Ryan O NOt to be a distraction, a bit of fun was sent Anthony at WUWT for supposing that a volcano could effect more than a small area, etc. Now this would be true, if we measured temperature everywhere, but we humans measure temperature of interest. Many find volcanoes intersting and temperature is one of their parameters. So cutting to the chase, The major volcanoes are centered in the .5red-black in Graham land, and Mount Erebus is centered in the 0.5 at the edge of the Ross ice shelf. See http://vulcan.wr.usgs.gov/Volcanoes/Antarctica/Maps/map_antarctica_volcanoes.html If you remove the bias by removing the weighted area for this, what does this do? I am assuming with your method that a disdrete area can be removed from your database, including the weather station if necessary; Specifically the Linear Trends (1957-200x). Ignore if not of interest.

## Kenneth Fritsch said

Ryan O, I want to read your post one more time before asking any questions. I hope that questioning in general here at Air Vent will not be inhibited by posters’ lack of linear algebra expertise as I judge that you have made a diligent effort to explain in rather plain English what your methods and calculations are doing. My questions will be concerning the satellite versus station data and how the satellite data can be used for establishing spatial relationships without being used directly in calculating trends. I will also have a question concerning the Steig authors’ intentions for how the satellite data was to be used in their reconstruction.

By the way, I am able to follow reasonably well how the linear algebra is being utilized from your explanations, but do not follow all the manipulations – as simple as they might appear to those who are more versed in this area of mathematics.

Once again, I think your efforts are what blogging should be all about.

## Jeff Id said

#2 I’m still getting a bunch of visitors here, it’s rather fantastic that the match to the EM versions is so good with a much more understandable (and common) method although figuring out how to implement it was pretty good stuff.

## Nic L said

Ryan O,

Congratulations on another excellent piece of work. The approach of regularizing by limiting the fit based on the estimated amount of noise is clever. I found the Beckers 2006 paper very helpful in following your math; I agree that his equation (15) for mu squared certainly looks wrong. There were one or two points where I wasn’t quite sure what exactly you were doing, but I will hopefully be able to work it out if you post your script.

One question. I had been wondering for some time how best to use the spatial correlation information in the AVHRR data to improve the surface station reconstruction without the inaccuracies and questionable changes over time in the AVHRR data influencing the temporal aspect of the reconstruction. With there being so few surface stations in large parts of Antarctica, and many of them (particularly the AWS) having relatively short and/or discontinuous records, extra information – even from a source with sizeable average errors – could perhaps measurably improve the surface station reconstruction. However, your approach doesn’t seem to use the AVHRR spatial correlation information for this purpose, as you carry out the surface station reconstruction without any involvement of the AVHRR data. Is that right? Do you think that the surface station reconstruction would be improved if it had the benefit of the AVHRR spatial correlation information? I don’t see why, in principle, one couldn’t somehow add that information in. For instance, would it achieve that object in RegEM if one added (with a suitable weight) covariances between AVHRR data at or around the locations of each pair of surface stations in to the main covariance matrix? Maybe you have tried something similar and found it is not worthwhile?

> _SUPPLIED ENTRIES_:

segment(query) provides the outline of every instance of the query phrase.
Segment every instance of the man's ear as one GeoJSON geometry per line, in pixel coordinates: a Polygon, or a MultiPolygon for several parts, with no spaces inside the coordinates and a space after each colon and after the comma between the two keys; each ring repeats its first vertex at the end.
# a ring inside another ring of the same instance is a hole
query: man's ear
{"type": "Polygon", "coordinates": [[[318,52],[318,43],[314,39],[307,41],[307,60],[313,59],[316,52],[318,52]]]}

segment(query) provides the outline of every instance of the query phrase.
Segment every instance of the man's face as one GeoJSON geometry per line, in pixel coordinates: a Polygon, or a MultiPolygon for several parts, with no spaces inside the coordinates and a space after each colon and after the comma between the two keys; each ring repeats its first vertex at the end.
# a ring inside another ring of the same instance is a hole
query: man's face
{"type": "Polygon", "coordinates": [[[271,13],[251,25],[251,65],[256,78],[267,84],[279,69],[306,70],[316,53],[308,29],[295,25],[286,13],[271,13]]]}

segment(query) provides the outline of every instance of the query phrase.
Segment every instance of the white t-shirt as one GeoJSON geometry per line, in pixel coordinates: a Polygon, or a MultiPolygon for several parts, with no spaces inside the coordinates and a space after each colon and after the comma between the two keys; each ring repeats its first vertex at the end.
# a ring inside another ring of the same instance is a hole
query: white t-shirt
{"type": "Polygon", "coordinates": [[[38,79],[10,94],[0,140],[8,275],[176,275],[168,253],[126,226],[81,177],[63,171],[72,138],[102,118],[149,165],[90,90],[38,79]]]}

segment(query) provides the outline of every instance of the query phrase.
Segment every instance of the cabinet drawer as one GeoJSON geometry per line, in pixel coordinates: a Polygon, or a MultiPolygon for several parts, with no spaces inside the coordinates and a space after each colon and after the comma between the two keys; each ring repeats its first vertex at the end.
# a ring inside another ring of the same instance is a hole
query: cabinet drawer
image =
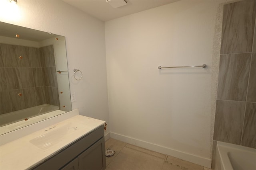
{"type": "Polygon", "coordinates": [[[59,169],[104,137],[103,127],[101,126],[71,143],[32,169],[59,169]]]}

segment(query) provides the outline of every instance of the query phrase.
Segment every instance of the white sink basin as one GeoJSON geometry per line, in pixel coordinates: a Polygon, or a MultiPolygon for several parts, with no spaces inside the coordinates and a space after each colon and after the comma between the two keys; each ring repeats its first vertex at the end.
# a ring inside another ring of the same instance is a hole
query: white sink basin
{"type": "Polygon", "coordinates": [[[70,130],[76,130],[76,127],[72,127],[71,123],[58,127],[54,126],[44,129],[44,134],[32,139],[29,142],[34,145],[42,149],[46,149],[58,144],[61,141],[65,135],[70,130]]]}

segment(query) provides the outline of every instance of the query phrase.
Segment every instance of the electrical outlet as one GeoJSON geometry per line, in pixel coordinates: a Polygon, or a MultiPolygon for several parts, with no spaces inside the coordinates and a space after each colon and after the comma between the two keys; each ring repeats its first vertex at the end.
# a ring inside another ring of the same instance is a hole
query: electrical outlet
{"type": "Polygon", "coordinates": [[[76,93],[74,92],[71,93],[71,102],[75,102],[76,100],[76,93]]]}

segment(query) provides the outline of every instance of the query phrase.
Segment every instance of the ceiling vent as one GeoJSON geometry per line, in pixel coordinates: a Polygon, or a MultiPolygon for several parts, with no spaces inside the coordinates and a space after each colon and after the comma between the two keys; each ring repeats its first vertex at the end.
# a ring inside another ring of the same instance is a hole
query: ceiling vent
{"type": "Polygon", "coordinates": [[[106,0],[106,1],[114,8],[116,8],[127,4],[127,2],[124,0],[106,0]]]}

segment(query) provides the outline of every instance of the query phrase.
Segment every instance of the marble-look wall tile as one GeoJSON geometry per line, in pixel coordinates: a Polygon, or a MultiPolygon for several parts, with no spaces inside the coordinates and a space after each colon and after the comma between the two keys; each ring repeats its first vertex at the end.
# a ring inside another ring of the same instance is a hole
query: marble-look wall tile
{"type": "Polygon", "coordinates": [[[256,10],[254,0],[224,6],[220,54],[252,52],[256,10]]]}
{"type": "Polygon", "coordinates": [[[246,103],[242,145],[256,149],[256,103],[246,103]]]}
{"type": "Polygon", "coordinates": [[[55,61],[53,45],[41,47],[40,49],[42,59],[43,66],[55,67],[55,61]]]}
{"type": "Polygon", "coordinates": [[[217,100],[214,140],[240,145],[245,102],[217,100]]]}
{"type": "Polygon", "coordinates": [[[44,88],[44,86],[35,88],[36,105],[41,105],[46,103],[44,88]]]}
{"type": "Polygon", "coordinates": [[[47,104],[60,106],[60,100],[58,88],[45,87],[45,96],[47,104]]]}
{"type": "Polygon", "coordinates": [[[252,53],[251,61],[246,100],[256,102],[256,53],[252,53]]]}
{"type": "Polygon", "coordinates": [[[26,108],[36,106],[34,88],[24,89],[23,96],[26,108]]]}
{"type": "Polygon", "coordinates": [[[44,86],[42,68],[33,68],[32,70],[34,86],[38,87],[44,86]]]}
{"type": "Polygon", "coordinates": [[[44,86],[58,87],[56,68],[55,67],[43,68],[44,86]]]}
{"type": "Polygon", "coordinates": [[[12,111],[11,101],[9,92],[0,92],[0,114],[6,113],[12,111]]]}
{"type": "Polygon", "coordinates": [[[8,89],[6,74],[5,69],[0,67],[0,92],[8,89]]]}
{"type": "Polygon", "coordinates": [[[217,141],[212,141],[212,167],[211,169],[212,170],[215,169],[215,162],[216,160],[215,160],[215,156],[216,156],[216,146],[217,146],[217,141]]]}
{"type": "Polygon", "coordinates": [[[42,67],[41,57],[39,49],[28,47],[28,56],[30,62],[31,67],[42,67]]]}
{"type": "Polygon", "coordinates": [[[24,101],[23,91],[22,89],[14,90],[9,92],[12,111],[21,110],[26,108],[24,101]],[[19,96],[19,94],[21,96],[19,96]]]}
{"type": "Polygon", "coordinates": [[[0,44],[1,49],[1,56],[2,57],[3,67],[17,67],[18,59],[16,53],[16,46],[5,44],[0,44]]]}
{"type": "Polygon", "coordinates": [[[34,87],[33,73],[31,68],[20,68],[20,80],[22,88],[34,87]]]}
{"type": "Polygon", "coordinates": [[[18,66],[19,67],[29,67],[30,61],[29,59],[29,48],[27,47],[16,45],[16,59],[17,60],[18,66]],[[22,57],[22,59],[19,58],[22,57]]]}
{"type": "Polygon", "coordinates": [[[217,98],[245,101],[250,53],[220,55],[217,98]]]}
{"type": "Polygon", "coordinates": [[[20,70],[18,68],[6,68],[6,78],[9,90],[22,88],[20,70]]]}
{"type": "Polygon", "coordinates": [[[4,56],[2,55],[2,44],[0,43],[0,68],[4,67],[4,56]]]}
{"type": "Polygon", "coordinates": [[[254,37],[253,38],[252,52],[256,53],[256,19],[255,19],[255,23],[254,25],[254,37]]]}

> _WORK TO DO_:
a) Reproduce the stretch of the Antarctic temperature thread from "Congratulations on another" through "post your script.", word for word.
b) Name every commenter whose post in the Antarctic temperature thread opens with a "said" heading.

> _LIST OF SOLUTIONS_:
a)
Congratulations on another excellent piece of work. The approach of regularizing by limiting the fit based on the estimated amount of noise is clever. I found the Beckers 2006 paper very helpful in following your math; I agree that his equation (15) for mu squared certainly looks wrong. There were one or two points where I wasn’t quite sure what exactly you were doing, but I will hopefully be able to work it out if you post your script.

b)
Kenneth Fritsch
Jeff Id
Nic L